### [Problem to work on]
Please quote only the lines that start at the one with "[locate] planter bed" and go on to the last line of the data, both ends kept.
··· Material for the task ···
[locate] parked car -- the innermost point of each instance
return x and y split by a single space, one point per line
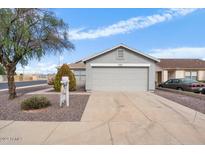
184 84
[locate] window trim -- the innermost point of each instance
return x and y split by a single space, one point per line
120 54
191 76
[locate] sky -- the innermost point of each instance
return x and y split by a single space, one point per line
162 33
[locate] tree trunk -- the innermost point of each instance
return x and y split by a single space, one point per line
11 83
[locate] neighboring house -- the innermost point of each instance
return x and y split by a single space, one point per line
180 68
118 69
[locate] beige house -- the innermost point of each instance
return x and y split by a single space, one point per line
180 68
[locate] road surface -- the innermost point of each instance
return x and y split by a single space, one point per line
23 84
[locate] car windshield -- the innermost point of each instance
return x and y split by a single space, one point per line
189 81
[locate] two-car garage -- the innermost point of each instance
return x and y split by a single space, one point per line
119 79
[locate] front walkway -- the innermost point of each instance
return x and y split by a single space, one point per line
115 118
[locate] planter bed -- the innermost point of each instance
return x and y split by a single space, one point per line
11 109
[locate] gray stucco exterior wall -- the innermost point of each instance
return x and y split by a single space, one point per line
129 57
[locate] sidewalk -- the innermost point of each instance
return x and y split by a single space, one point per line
115 118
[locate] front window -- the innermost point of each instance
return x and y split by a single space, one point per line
120 54
191 75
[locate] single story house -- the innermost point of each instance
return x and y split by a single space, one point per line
117 69
180 68
123 68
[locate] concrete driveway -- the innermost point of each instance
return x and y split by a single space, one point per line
···
### [Result of this task]
[locate] planter bed -- the innermost point of each instance
return x and y split by a single space, one point per line
11 109
[locate] gray stucco exterior wall -- the innermost point of each instance
return x and y split by a single space, one point per line
129 57
[locate] sidewalk -- the innermost point of each instance
return x and y split by a single space, one point per line
115 118
[locate] front window -- the innermost point of each instance
return x and y split by a single space, one point per line
120 54
191 75
[locate] single story house -- the innermost point of each instance
return x and y split by a single space, one point per line
117 69
180 68
123 68
[locate] concrete driveway -- the innermost point of each instance
return x and y split by a single space, one point per line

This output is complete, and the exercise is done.